AIM OF THE TASK: Reproduce the full book description of The Guitar in Jazz word for word.

ARTICLE:
The Guitar in Jazz presents in rich, entertaining detail the history and development of the guitar as a jazz instrument. In a series of essays by some of jazz’s leading historians and critics, the volume traces the impressive evolution of jazz guitar playing, from the pioneering styles of Nick Lucas and Eddie Lang through the recent innovations of such contemporary masters as Jim Hall and Ralph Towner. Editor James Sallis has included essays that focus on individual guitarists, including Charlie Christian, Django Reinhardt, and JoePass. Other chapters vividly describe important jazz guitar styles, such as swing guitar and fingerstyle guitar.

In all, The Guitar in Jazz provides a full and captivating portrait of the guitar’s place in jazz. The book also offers insights into the larger history of jazz—its development, the social contexts in which the music came into being, and its eventual recognition as "the American classical music." The essays will appeal to guitar players and enthusiasts, and to all jazz lovers.


James Sallis is a guitar player and writer. He is the author of The Guitar Players, available as a Bison Book, and of the novels The Long-Legged Fly, Moth, and Black Hornet.

ENTRIES:

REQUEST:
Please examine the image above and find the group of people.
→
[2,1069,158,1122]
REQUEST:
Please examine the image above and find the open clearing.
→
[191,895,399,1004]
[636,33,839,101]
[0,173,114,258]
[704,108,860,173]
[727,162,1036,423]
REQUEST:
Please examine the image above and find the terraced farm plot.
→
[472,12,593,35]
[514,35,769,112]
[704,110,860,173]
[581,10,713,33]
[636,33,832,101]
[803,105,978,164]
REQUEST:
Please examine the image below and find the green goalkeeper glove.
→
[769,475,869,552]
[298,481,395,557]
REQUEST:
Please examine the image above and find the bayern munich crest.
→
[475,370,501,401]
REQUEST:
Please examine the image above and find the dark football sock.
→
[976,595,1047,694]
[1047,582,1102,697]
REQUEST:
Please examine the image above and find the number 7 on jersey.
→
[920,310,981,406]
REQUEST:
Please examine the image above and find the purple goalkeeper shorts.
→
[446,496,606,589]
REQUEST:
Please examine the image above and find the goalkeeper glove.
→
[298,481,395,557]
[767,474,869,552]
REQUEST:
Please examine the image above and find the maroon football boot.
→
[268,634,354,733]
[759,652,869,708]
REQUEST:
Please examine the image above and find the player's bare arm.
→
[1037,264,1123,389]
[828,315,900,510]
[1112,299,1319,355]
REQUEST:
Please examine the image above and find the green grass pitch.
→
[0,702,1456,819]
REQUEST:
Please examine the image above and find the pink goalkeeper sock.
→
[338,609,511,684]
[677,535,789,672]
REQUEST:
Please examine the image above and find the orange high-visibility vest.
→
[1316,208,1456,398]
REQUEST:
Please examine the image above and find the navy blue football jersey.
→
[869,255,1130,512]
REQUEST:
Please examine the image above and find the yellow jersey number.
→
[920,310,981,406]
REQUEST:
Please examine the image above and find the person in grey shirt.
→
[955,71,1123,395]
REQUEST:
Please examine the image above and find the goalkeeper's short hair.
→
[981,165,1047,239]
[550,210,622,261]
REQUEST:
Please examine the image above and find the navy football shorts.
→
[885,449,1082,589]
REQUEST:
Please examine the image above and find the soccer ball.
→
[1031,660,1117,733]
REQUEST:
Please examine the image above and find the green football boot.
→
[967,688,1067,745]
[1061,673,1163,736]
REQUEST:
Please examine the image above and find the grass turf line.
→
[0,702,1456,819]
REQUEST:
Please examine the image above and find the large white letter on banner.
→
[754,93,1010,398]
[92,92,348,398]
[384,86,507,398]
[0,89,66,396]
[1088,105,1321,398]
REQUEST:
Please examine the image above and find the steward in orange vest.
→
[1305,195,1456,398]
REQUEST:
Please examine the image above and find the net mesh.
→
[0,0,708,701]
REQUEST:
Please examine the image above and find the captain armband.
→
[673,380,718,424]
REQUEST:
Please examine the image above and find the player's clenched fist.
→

TASK OUTPUT:
The Guitar in Jazz presents in rich, entertaining detail the history and development of the guitar as a jazz instrument. In a series of essays by some of jazz’s leading historians and critics, the volume traces the impressive evolution of jazz guitar playing, from the pioneering styles of Nick Lucas and Eddie Lang through the recent innovations of such contemporary masters as Jim Hall and Ralph Towner. Editor James Sallis has included essays that focus on individual guitarists, including Charlie Christian, Django Reinhardt, and JoePass. Other chapters vividly describe important jazz guitar styles, such as swing guitar and fingerstyle guitar.

In all, The Guitar in Jazz provides a full and captivating portrait of the guitar’s place in jazz. The book also offers insights into the larger history of jazz—its development, the social contexts in which the music came into being, and its eventual recognition as "the American classical music." The essays will appeal to guitar players and enthusiasts, and to all jazz lovers.


James Sallis is a guitar player and writer. He is the author of The Guitar Players, available as a Bison Book, and of the novels The Long-Legged Fly, Moth, and Black Hornet.